__Passage to read__

# Just a story



## MrWillys (Mar 10, 2014)

Been kinda slow here on DWT with the exception of Moore jokes to give you a chuckle, so I thought I'd share this story.

Back in the early 70's my older brother went off to college and came home after he found god. Minimalist little Jeep, small apartment, and oh my goodness hooked on god! My dad got him a job driving the scrap truck. I'd go work with him from time to time for my $5 a day, and we'd get after it filling up old blue (Ford F550 dump). Sometimes we'd go to the dump, and others this old farmer would take the rock to condition the soil. If we ever got caught up with cleanup we'd get to scrape floors. My first blisters came from doing this. I'll never forget the freedom felt driving around in that old truck, busting butt when we had too, and or stopping at a burger joint. I remember our record was 30 house in one day. We must have had 20 tracts at the time, so it may be 5 here, 2 there, and 40 miles away 4 more.

We all work our butts off guys, but what we get in return is very little BS. Do your job and go home. In just a few years I was one of those hangars and I could look out the window at my V8 Vega, and just keep driving nails. Always kept a dream in my head to look forward too.


----------



## Tim0282 (Jan 8, 2008)

We still work our tails off for less than most other trades. But we are living the dream, aren't we?


----------



## bmitch (Dec 10, 2011)

although this racket hasn't made me a wealthy man,i'm fortunate enough to be doing a job I really enjoy.freedom 85


----------



## Tim0282 (Jan 8, 2008)

I like drywall. Wouldn't really want to do anything else.


----------



## forestbhoy (Jun 16, 2013)

Tim0282 said:


> We still work our tails off for less than most other trades. But we are living the dream, aren't we?


Always was one of the best paid jobs over here, but now you kind of feel its payback time from the big boys. We always felt sorry for the painters on what they earnt,but even they earn more than us now. We got hit for 20/25 % cut when this "recession" started 5 years ago and god knows when we will start clawing that back 



Tim0282 said:


> I like drywall. Wouldn't really want to do anything else.


Can honestly say in about 30 years of this, have probably had 30 days i wish i did not do this....a factory, office job, would kill me.

__Data excerpt__
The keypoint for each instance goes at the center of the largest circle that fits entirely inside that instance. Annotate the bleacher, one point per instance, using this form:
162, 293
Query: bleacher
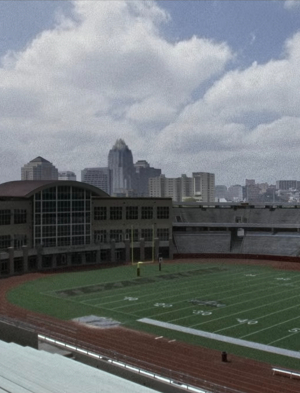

__What to do__
**a)** Duplicate the part of the drywall thread from "We all work" up to and including "look forward too.".
**b)** Say whether each statement agrees with the drywall thread, answering yes or no and quoting the words that decide it: (i) MrWillys's older brother was given a job driving the scrap truck; (ii) forestbhoy says painters now earn less than drywallers; (iii) MrWillys says their record was 40 houses in one day.
**c)** Summarize the drywall thread in three sentences.
Answer from the drywall thread alone, not from the listing.

__Solutions per task__
**a)**
We all work our butts off guys, but what we get in return is very little BS. Do your job and go home. In just a few years I was one of those hangars and I could look out the window at my V8 Vega, and just keep driving nails. Always kept a dream in my head to look forward too.

**b)**
(i) Yes: "My dad got him a job driving the scrap truck."
(ii) No: "even they earn more than us now."
(iii) No: "I remember our record was 30 house in one day."

**c)** MrWillys shares a story of working on a scrap truck with an older brother in the early 70's for $5 a day and says that in this work there is very little BS. Tim0282 and bmitch note that the trade pays less than most others or hasn't made them wealthy, yet they like the work. forestbhoy reports a 20/25 % pay cut since the recession started 5 years earlier but says that in about 30 years there have been only about 30 days of wishing for a different job.